§ **What you are asked to do**
Return the lines beginning at the one that contains "Target: woman with sunglasses" and continuing to the end of the entries, including both ends, exactly as written and nothing else.

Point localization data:
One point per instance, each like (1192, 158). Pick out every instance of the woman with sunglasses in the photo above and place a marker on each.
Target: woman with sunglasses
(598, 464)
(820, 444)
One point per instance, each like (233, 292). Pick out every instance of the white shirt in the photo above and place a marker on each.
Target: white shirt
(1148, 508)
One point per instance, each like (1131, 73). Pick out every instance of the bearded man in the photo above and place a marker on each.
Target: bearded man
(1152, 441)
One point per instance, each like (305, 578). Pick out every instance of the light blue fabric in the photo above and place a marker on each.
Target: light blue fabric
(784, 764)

§ **Worked solution**
Target: woman with sunglasses
(598, 464)
(820, 444)
One point per instance, each like (233, 292). Pick out every instance of the white shirt in the photo above and place a marker on each.
Target: white shirt
(1148, 508)
One point per instance, each like (1131, 73). Pick out every instance of the bearded man in the photo above and place a marker on each.
Target: bearded man
(1152, 441)
One point per instance, each like (305, 578). Pick out every instance of the light blue fabric in the photo above and place a marker on each.
Target: light blue fabric
(784, 764)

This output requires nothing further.